Copy every line of the listing exactly.

─── Given data ───

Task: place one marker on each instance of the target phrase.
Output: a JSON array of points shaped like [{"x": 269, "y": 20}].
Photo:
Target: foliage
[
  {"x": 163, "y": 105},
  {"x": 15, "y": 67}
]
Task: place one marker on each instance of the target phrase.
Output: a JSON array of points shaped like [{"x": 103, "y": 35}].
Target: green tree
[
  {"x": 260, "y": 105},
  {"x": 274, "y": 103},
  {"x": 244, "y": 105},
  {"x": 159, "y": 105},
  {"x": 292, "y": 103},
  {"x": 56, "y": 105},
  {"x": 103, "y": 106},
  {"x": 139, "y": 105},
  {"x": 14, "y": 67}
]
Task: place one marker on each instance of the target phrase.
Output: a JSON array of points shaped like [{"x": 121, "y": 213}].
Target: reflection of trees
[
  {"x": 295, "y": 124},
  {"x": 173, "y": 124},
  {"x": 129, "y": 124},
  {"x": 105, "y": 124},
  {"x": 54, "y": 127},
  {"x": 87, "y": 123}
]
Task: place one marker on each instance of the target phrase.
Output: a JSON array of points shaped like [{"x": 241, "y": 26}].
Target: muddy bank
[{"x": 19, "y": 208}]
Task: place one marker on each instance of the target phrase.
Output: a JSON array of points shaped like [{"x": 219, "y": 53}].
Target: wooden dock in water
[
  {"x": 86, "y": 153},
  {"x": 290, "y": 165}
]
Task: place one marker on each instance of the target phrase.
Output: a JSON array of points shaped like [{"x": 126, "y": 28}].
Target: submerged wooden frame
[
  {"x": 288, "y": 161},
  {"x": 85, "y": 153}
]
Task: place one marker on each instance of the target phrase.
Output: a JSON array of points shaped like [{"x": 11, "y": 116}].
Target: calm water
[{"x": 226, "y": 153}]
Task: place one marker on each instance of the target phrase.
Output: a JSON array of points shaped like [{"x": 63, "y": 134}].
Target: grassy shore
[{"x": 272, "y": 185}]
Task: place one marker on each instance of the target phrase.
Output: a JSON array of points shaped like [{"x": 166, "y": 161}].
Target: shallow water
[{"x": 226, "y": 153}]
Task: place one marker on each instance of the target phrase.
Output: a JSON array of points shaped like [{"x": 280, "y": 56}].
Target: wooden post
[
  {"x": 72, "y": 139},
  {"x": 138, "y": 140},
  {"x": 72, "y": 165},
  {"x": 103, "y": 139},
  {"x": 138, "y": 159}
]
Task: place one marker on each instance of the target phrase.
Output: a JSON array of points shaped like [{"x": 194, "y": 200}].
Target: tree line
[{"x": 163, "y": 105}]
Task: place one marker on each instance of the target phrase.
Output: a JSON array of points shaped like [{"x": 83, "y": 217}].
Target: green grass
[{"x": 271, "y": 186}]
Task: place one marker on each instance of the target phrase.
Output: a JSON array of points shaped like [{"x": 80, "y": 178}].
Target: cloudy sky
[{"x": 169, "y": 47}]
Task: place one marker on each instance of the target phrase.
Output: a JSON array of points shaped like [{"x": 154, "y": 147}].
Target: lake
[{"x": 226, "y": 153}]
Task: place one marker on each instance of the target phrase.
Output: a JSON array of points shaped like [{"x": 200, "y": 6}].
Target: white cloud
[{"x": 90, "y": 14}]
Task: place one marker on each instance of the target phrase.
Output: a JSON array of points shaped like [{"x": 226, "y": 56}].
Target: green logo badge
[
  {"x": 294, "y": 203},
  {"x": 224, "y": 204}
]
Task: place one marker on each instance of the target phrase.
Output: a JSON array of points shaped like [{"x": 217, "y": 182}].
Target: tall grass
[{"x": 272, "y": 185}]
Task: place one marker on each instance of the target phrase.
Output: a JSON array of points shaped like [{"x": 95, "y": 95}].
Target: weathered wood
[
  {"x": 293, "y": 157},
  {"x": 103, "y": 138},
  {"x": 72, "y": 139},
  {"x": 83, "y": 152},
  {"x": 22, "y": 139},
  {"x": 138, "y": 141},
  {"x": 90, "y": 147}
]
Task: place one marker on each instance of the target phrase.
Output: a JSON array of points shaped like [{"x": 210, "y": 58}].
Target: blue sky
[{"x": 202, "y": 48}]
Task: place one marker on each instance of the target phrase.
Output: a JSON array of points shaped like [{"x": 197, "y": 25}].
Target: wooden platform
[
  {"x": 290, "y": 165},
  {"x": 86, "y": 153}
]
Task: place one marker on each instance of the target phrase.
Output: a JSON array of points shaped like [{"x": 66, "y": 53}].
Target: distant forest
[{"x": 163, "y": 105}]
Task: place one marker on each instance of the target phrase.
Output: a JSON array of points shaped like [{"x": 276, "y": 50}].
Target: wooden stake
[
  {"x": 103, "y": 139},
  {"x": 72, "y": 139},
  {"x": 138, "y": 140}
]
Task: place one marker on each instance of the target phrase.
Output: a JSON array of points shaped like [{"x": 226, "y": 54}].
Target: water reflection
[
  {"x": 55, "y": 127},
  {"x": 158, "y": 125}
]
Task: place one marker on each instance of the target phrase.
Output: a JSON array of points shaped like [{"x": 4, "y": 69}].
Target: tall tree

───

### Exercise answer
Task: place one marker on each instance of the target phrase.
Output: a JSON array of points shaped like [{"x": 269, "y": 20}].
Photo:
Target: foliage
[
  {"x": 163, "y": 105},
  {"x": 15, "y": 67}
]
Task: place one marker on each instance of the target phrase.
Output: a JSON array of points shaped like [{"x": 103, "y": 35}].
Target: green tree
[
  {"x": 260, "y": 105},
  {"x": 274, "y": 103},
  {"x": 244, "y": 105},
  {"x": 159, "y": 105},
  {"x": 292, "y": 103},
  {"x": 56, "y": 105},
  {"x": 103, "y": 106},
  {"x": 139, "y": 105},
  {"x": 14, "y": 67}
]
Task: place one marker on each instance of the target phrase.
Output: a JSON array of points shaped like [{"x": 121, "y": 213}].
Target: reflection of trees
[
  {"x": 295, "y": 124},
  {"x": 173, "y": 124},
  {"x": 129, "y": 124},
  {"x": 105, "y": 124},
  {"x": 54, "y": 127},
  {"x": 87, "y": 123}
]
Task: place one marker on each instance of the target phrase.
Output: a JSON array of points shaped like [{"x": 241, "y": 26}].
Target: muddy bank
[{"x": 19, "y": 208}]
Task: place one marker on each instance of the target phrase.
Output: a JSON array of points shaped like [{"x": 219, "y": 53}].
Target: wooden dock in water
[
  {"x": 86, "y": 153},
  {"x": 290, "y": 165}
]
Task: place one marker on each instance of the target phrase.
Output: a JSON array of points shaped like [{"x": 126, "y": 28}].
Target: submerged wooden frame
[
  {"x": 288, "y": 161},
  {"x": 85, "y": 153}
]
Task: place one marker on each instance of the target phrase.
Output: a JSON array of points shaped like [{"x": 11, "y": 116}].
Target: calm water
[{"x": 226, "y": 153}]
Task: place one marker on each instance of the target phrase.
Output: a JSON array of points shaped like [{"x": 63, "y": 134}].
Target: grassy shore
[{"x": 272, "y": 185}]
Task: place one marker on each instance of the target phrase.
Output: a JSON array of points shaped like [{"x": 166, "y": 161}].
Target: shallow water
[{"x": 226, "y": 153}]
Task: place one marker on each instance of the target phrase.
Output: a JSON array of points shaped like [{"x": 280, "y": 56}].
Target: wooden post
[
  {"x": 72, "y": 139},
  {"x": 138, "y": 140},
  {"x": 72, "y": 165},
  {"x": 103, "y": 139},
  {"x": 138, "y": 159}
]
Task: place one marker on each instance of the target phrase.
Output: a JSON array of points shaped like [{"x": 194, "y": 200}].
Target: tree line
[{"x": 163, "y": 105}]
Task: place one marker on each instance of the target phrase.
Output: a JSON array of points shaped like [{"x": 83, "y": 217}].
Target: green grass
[{"x": 271, "y": 186}]
Task: place one marker on each instance of the target phrase.
Output: a JSON array of points shaped like [{"x": 80, "y": 178}].
Target: cloudy sky
[{"x": 169, "y": 47}]
Task: place one marker on each instance of the target phrase.
Output: a JSON array of points shaped like [{"x": 154, "y": 147}].
Target: lake
[{"x": 226, "y": 153}]
Task: place one marker on each instance of the target phrase.
Output: a JSON array of points shaped like [{"x": 200, "y": 6}].
Target: white cloud
[{"x": 90, "y": 14}]
Task: place one marker on each instance of the target phrase.
Output: a JSON array of points shaped like [{"x": 226, "y": 56}].
Target: green logo badge
[
  {"x": 294, "y": 203},
  {"x": 224, "y": 204}
]
Task: place one marker on each instance of the target phrase.
Output: a JSON array of points shaped like [{"x": 217, "y": 182}].
Target: tall grass
[{"x": 272, "y": 185}]
Task: place one marker on each instance of the target phrase.
Output: a JSON array of points shaped like [{"x": 95, "y": 95}].
Target: weathered wood
[
  {"x": 293, "y": 157},
  {"x": 103, "y": 138},
  {"x": 72, "y": 139},
  {"x": 83, "y": 152},
  {"x": 22, "y": 139},
  {"x": 138, "y": 141},
  {"x": 90, "y": 147}
]
Task: place one marker on each instance of the target phrase.
Output: a JSON array of points shaped like [{"x": 210, "y": 58}].
Target: blue sky
[{"x": 202, "y": 48}]
Task: place one marker on each instance of the target phrase.
Output: a JSON array of points shaped like [{"x": 197, "y": 25}].
Target: wooden platform
[
  {"x": 290, "y": 165},
  {"x": 86, "y": 153}
]
Task: place one marker on each instance of the target phrase.
Output: a JSON array of points shaped like [{"x": 66, "y": 53}].
Target: distant forest
[{"x": 163, "y": 105}]
Task: place one marker on each instance of the target phrase.
Output: a JSON array of points shaped like [{"x": 276, "y": 50}].
Target: wooden stake
[
  {"x": 103, "y": 139},
  {"x": 72, "y": 139},
  {"x": 138, "y": 140}
]
Task: place one marker on each instance of the target phrase.
Output: a JSON array of points shaped like [{"x": 226, "y": 54}].
Target: water reflection
[
  {"x": 55, "y": 127},
  {"x": 158, "y": 125}
]
Task: place one marker on each instance of the target phrase.
Output: a JSON array of points shaped like [{"x": 4, "y": 69}].
Target: tall tree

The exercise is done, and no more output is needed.